**DIRECTIONS FOR THIS TASK:** Rescale the records from the line containing "Guideline: mark the black" down to the line containing "[[197, 165]]", both lines included, and reproduce only those lines in full. Multiply each point coordinate in the answers by 0.7 and round to whole numbers, with halves rounded up, leaving every other line and number unchanged.

**EXTRACTED INFORMATION:**
►
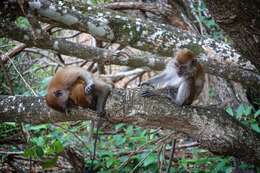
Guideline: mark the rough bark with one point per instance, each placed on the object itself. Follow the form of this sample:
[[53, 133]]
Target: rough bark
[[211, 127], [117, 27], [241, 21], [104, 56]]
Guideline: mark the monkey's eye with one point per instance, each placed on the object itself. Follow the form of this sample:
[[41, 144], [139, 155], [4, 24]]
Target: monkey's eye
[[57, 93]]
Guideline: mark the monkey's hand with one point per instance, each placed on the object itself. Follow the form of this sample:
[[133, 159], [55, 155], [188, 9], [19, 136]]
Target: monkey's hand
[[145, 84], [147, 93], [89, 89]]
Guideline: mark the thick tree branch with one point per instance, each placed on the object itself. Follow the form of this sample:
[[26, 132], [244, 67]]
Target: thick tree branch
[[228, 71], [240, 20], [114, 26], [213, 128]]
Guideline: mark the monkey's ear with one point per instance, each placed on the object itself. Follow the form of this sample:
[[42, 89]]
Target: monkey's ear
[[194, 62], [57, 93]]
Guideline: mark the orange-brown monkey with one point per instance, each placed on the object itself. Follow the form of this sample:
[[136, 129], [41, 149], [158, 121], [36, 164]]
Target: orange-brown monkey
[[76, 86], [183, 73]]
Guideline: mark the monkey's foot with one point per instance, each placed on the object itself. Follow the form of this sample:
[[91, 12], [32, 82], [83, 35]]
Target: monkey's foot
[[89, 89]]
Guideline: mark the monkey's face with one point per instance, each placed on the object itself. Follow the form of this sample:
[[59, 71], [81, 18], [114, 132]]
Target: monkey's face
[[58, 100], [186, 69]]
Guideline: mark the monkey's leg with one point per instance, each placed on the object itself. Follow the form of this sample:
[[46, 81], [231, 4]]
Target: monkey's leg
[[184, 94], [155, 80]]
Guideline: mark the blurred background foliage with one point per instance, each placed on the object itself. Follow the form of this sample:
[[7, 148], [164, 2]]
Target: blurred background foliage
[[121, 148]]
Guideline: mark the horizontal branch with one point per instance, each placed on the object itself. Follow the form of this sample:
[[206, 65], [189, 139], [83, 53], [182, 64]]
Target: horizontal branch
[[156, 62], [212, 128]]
◄
►
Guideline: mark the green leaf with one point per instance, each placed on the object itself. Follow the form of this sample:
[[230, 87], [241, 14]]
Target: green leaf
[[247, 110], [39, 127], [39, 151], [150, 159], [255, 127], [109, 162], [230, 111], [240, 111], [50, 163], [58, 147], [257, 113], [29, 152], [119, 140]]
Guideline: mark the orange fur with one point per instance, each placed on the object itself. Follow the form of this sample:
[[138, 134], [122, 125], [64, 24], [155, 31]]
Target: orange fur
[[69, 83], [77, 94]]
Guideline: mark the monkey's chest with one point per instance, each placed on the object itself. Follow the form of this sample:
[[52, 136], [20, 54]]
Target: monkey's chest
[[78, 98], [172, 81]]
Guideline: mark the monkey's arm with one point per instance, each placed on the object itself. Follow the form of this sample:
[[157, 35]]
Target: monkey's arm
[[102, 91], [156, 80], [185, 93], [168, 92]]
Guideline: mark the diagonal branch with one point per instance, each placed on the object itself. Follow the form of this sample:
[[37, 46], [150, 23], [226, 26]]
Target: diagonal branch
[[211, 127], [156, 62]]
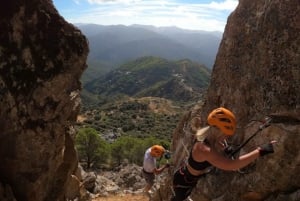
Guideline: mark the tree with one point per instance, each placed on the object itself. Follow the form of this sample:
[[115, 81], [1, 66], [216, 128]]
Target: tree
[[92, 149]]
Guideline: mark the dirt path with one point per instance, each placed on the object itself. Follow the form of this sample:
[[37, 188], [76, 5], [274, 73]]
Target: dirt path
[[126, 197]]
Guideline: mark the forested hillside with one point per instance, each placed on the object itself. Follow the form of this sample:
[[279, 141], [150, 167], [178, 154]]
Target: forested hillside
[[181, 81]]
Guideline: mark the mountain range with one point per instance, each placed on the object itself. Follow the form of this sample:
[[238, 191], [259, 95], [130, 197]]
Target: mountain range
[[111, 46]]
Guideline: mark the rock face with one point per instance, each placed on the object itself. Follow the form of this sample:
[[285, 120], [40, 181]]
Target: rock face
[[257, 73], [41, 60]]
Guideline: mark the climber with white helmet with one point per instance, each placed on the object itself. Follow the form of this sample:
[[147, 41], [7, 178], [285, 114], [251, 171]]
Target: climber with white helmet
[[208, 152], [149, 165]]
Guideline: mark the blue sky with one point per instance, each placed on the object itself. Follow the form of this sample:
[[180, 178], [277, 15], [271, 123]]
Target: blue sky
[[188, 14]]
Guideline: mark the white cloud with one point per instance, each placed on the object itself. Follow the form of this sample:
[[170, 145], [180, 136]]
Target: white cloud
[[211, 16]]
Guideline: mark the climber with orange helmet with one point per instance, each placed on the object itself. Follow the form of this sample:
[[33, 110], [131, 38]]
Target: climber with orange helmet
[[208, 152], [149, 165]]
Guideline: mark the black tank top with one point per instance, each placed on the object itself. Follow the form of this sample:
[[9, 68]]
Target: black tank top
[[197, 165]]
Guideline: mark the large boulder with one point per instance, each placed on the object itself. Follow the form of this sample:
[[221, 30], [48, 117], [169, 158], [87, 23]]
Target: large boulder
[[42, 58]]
◄
►
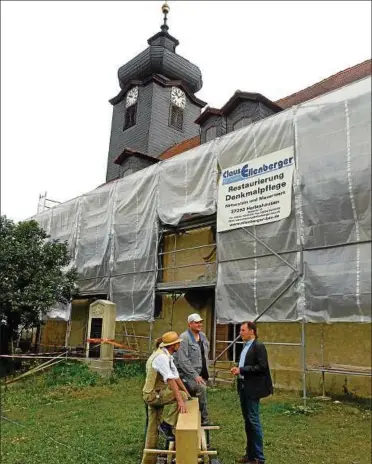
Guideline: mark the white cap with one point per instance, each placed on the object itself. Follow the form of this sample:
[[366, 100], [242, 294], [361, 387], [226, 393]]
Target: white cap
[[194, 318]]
◄
**TASK SOLUTION:**
Guideline: mark the black tank top with one point per instance, each placed on the object itself. Follow the form of this sample:
[[9, 68]]
Target: black tank top
[[138, 116]]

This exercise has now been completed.